Selected text:

- Opening Delimiter -

FORTRAN was far better than UNIX F77 -- in particular, it had an
optimizer.  I started a project to build an optimizer for FORTRAN,
and staffed it with several very good people.  Every six weeks there
would be an attempt to kill the project.  Each time I'd repeat the
argument for doing it, and it would be saved.  We almost started to
put these attempts to kill it on the calendar.  At no time did I get
any feedback, positive or negative, from AT&T marketing.   When I
left AT&T in early 1986, the optimizer, by now almost complete, was
immediately killed again.    I was later told by one of my former
team members that it was revived several months later and finally made
it out.  And that the next year it was the best-selling add-on to
System V.

Steve

----- Original Message -----
From: arnold@skeeve.com
To:<schily at schily.net>, <clemc at ccc.com>
Cc:<tuhs at minnie.tuhs.org>
Sent:Wed, 01 Feb 2017 11:33:05 -0700
Subject:Re: [TUHS] shared memory on Unix

 Clem Cole <clemc at ccc.com> wrote:

 > Note that AT&T Marketing renames PWB 3.0 -- System III thinking
that
 > "Programmer's Workbench" would be a bad name to sell against IBM,
and this
 > it the first non-research system for License outside of the the
labs. If
 > you look at the documentation set, et al - it all says PWB 3.0 on
the cover
 > and throughout Also, the BSD vs AT&T wars basically start around
this
 > time....
 >
 > Roll the clock forward and here is an new problem the PWB 4.0
moniker was
 > used internally, but AT&T marketing want to get rid of the PWB term
- so
 > the decree comes down the next release is to be called System V.

- Closing Delimiter -

Data to examine:
- Opening Delimiter -

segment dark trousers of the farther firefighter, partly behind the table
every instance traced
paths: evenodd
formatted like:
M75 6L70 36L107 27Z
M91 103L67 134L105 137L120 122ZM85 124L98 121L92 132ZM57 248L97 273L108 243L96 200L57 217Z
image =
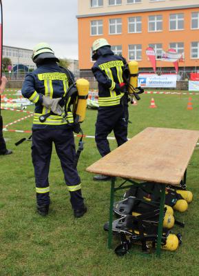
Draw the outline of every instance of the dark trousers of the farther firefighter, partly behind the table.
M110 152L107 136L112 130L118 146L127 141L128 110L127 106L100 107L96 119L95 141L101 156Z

- Closing Delimiter -
- Opening Delimiter -

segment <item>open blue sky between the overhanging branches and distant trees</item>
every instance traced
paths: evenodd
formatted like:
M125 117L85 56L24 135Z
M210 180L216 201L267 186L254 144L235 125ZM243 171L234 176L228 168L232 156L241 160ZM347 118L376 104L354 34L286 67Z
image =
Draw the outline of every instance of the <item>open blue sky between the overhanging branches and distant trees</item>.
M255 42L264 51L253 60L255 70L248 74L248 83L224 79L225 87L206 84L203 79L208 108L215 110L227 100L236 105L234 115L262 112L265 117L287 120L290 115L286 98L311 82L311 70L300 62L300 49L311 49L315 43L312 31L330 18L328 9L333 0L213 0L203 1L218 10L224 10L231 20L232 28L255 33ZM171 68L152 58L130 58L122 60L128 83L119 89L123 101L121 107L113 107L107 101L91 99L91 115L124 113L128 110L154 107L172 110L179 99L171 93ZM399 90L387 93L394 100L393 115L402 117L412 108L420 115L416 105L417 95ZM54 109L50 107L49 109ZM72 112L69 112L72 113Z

- Closing Delimiter -

Tasks:
• 1. In the mailing-list post about the FORTRAN optimizer, when did the writer leave AT&T?
• 2. Resume the mailing-list post on AT&T UNIX history, picking up right after its last line.

Response list:
• 1. In early 1986.

• 2.
 Sort of. I did some contract work for Southern Bell circa 1983. They
 were still part of the Bell System then. I worked on a PDP-11 running
 Unix 4.0. At the time, the policy was to release externally one
version
 behind what was being run internally, so System III was released to
the
 world while the Bell System was using Unix 4.0. I still have the
manual;
 I'm pretty sure "PWB" and "Programmer's Workbench" are not on the
cover,
 it was just called "UNIX".

 As UNIX 5.0 was approaching, someone decided that to be one release
 behind on the outside was dumb, thus the jump from System III to
System V.

 The doc I have describes UNIX as an operating system for the PDP-11,
 the VAX 11/780 *and* the IBM S/370 series of systems and the source
 code directory had the machine dependent bits for the IBM. Too bad
 that stuff never made it out.

 It's too bad that all I have is just the paper, but that's all I
 could get.

 That was a fun job, I learned a lot. Over lunch every day I read a
few
 more pages of the manual, basically reading it from cover to cover
 by the time I was done. What a great way to learn the system!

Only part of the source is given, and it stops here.